+++ Extrait cité

Signe de la fébrilité ambiante sur les marchés, le massacre des valeurs des équipementiers en Bourse : - 63 % pour Valeo, - 57 % pour Faurecia, - 49 % pour Continental. Les équipementiers sont souvent perçus comme des indicateurs avancés du marché, puisqu'ils enregistrent les commandes en amont et traduisent les anticipations de marché des constructeurs. Mais avant même d'envisager des consolidations, les constructeurs ont d'ores et déjà annoncé la facture sociale. Près de 20 000 emplois auraient déjà été supprimés (ou annoncés comme tel) depuis le début de l'année. L'industrie automobile emploie directement ou indirectement 13 millions de personnes en Europe.

++++++
+++ Données présentées

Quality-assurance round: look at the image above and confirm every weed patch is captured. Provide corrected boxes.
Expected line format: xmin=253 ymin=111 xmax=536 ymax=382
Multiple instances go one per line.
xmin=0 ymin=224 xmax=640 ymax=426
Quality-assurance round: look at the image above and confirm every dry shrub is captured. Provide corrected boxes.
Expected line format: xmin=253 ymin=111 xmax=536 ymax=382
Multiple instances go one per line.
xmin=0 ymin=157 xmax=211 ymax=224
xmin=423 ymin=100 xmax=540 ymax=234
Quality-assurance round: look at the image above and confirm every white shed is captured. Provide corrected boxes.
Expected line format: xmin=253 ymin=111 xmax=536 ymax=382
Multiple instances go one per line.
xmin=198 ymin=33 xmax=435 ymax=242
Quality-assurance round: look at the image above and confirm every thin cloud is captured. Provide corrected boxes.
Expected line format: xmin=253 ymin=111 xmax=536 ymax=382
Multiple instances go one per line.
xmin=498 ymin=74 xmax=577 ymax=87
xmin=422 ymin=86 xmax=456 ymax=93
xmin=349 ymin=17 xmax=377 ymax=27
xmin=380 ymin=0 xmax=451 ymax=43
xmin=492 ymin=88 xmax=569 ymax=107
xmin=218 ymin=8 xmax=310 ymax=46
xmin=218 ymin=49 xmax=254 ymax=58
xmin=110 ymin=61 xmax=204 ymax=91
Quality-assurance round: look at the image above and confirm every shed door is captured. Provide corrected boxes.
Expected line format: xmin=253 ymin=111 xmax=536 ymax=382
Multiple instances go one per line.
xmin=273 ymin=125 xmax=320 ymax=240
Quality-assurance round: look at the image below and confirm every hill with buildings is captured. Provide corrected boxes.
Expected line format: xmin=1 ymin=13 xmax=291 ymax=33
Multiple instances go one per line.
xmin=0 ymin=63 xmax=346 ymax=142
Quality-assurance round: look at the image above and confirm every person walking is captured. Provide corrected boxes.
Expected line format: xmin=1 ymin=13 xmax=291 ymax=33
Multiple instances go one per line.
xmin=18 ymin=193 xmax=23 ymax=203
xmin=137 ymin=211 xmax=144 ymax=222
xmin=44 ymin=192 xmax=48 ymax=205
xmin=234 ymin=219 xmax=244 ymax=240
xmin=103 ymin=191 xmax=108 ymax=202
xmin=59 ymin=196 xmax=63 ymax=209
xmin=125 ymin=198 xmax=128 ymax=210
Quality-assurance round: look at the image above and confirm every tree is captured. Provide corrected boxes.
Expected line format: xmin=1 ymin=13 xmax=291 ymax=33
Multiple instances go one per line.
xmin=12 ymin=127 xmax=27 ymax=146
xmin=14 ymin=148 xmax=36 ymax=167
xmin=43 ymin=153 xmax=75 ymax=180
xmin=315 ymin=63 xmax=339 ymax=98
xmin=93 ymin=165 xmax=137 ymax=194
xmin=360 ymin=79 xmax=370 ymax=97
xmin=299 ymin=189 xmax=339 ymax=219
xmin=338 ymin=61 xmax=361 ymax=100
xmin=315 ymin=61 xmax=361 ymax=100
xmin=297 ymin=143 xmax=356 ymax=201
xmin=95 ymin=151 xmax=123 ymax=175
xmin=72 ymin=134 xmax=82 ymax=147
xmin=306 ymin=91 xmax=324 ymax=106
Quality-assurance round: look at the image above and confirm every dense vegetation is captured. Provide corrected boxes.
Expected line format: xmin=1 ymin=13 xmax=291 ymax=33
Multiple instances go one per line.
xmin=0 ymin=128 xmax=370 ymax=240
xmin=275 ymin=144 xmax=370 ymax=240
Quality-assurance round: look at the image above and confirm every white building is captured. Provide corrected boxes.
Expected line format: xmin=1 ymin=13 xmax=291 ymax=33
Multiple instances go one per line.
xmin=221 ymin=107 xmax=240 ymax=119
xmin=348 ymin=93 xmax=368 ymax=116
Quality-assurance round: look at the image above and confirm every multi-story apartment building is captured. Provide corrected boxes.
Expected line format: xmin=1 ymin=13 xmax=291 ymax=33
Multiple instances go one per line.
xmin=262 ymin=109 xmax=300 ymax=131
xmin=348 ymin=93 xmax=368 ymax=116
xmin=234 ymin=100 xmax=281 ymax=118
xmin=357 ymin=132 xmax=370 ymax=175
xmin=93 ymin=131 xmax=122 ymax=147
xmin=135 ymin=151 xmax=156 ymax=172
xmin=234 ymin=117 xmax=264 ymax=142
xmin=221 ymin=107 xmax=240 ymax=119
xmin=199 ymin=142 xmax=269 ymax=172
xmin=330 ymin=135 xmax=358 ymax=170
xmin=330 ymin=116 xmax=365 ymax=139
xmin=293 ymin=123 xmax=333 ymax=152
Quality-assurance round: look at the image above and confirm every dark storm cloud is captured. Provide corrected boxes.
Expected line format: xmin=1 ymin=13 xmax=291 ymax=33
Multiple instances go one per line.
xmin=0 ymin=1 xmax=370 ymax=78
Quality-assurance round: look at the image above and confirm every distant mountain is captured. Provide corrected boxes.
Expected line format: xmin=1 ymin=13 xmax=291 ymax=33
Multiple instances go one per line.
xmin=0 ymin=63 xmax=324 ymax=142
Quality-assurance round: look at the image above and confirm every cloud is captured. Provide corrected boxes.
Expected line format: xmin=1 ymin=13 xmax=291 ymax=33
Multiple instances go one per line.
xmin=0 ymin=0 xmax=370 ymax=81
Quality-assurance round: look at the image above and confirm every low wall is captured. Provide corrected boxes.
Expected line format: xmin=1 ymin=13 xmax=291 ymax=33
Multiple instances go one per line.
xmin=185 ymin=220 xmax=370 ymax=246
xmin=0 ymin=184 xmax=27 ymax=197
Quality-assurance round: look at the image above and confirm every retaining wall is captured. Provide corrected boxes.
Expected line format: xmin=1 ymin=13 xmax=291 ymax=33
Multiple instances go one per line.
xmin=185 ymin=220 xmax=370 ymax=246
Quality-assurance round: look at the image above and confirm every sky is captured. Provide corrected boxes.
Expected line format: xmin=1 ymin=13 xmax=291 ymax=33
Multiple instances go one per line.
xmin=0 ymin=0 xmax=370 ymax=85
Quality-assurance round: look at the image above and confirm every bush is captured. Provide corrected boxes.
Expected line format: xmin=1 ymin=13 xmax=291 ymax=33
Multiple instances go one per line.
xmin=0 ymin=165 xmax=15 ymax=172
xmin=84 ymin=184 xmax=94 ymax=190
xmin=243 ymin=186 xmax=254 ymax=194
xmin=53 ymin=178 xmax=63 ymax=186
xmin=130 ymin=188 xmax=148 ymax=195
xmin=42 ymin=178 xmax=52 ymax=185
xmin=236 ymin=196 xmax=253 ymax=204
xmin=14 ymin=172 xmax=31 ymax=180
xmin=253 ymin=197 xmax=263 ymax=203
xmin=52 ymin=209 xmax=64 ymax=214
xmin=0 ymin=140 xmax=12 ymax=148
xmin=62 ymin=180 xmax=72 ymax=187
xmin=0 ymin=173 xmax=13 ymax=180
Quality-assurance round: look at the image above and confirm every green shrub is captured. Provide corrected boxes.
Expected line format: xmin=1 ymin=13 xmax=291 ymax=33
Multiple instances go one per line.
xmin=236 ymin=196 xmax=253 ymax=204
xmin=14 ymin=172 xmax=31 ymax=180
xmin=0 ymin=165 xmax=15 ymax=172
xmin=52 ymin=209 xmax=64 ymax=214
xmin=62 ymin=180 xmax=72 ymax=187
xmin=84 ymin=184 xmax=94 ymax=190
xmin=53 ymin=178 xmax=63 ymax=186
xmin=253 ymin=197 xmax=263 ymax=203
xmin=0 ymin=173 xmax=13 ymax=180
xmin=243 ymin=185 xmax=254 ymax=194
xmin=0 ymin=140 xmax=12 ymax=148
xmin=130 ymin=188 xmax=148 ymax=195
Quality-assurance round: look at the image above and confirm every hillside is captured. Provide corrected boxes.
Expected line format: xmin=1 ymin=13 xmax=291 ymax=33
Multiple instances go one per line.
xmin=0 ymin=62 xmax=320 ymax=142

++++++

**Consigne 1**
D'après l'extrait sur l'industrie automobile, combien de personnes ce secteur emploie-t-il en Europe ?
**Consigne 2**
Réécrivez sous forme de liste le paragraphe de l'extrait sur l'industrie automobile qui commence par « Signe de la fébrilité ambiante », en conservant ses faits essentiels.
**Consigne 3**
Poursuivez l'extrait sur l'industrie automobile à partir de sa dernière phrase.

**Réponse attendue 1**
Il emploie directement ou indirectement 13 millions de personnes en Europe.

**Réponse attendue 2**
- Les valeurs des équipementiers chutent en Bourse : Valeo -63 %, Faurecia -57 %, Continental -49 %.
- Les équipementiers passent pour des indicateurs avancés du marché, car ils reçoivent les commandes en amont et reflètent les anticipations des constructeurs.
- Avant même d'envisager des consolidations, les constructeurs ont déjà annoncé des suppressions d'emplois.
- Près de 20 000 emplois auraient été supprimés ou annoncés comme tels depuis le début de l'année.
- En Europe, l'industrie automobile emploie directement ou indirectement 13 millions de personnes.

**Réponse attendue 3**
Les constructeurs accusent les autorités européennes de mettre en danger 10 % de ces effectifs à travers ce qu'ils estiment être une surenchère réglementaire, tandis que la voiture électrique, poussée par les autorités, crée de la valeur et des emplois surtout... en Chine ! En attendant que les États constituent le très attendu « Airbus des batteries ». Paris et Berlin sont prêts à débourser 1,5 milliard d'euros pour démarrer le projet. Tantôt décriés, tantôt remerciés, les États pourraient bien, finalement, sauver la mise aux constructeurs automobiles européens... Mais la consolidation semble bel et bien en marche !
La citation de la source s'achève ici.